SHORT TASK ->
Render as a JSON list of strings the lines of the entries below, from the line containing "Annotation task — annotate the glass" through the end of the entries, both ends included, one string per line and blank lines left out.

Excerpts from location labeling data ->
• • • • • • •

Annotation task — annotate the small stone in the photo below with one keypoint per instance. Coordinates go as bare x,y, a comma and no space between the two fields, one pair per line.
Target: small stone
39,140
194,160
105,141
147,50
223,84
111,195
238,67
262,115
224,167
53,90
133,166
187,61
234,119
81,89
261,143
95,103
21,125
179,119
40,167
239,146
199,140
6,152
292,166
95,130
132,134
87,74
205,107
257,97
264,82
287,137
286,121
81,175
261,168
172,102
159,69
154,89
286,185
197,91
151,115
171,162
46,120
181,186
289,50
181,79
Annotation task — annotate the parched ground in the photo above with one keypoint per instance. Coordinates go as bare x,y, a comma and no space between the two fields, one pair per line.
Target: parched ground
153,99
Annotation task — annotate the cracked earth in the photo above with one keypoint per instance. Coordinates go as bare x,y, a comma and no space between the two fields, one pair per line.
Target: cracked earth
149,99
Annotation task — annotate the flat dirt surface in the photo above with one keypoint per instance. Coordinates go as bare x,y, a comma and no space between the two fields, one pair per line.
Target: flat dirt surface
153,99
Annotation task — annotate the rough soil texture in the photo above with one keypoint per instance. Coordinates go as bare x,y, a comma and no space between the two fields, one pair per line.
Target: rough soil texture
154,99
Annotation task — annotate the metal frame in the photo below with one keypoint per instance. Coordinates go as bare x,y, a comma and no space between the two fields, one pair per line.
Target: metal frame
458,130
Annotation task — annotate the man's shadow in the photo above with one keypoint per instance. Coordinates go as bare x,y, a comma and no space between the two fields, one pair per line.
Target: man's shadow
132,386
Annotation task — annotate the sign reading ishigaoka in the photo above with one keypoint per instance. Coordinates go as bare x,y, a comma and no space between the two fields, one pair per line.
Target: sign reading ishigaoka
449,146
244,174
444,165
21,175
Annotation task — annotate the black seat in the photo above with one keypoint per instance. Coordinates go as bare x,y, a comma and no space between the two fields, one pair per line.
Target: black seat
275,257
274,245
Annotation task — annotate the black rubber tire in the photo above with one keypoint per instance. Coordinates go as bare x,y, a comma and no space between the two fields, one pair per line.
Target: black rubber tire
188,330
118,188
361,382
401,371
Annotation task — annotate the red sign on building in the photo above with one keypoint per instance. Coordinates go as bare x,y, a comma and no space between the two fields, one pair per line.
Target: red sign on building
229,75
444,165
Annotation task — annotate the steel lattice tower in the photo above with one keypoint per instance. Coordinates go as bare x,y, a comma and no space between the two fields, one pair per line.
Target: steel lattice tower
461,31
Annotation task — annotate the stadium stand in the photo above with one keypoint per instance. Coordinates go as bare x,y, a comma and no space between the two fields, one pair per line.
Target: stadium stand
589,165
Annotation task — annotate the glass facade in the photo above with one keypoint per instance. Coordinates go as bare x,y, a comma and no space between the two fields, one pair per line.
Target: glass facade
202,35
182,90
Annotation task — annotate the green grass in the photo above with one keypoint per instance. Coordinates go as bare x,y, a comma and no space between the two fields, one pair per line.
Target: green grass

• • • • • • •

RESULT ->
[
  "Annotation task — annotate the glass facade in the photo above with one keypoint per instance. Coordinates go as bare x,y, a comma and no space between the two fields, one pair per line.",
  "Target: glass facade",
  "202,35",
  "182,90",
  "Annotation task — annotate the green grass in the photo above with one keypoint per instance. Coordinates go as bare x,y, a comma and no space between the two fields, one pair per line.",
  "Target: green grass"
]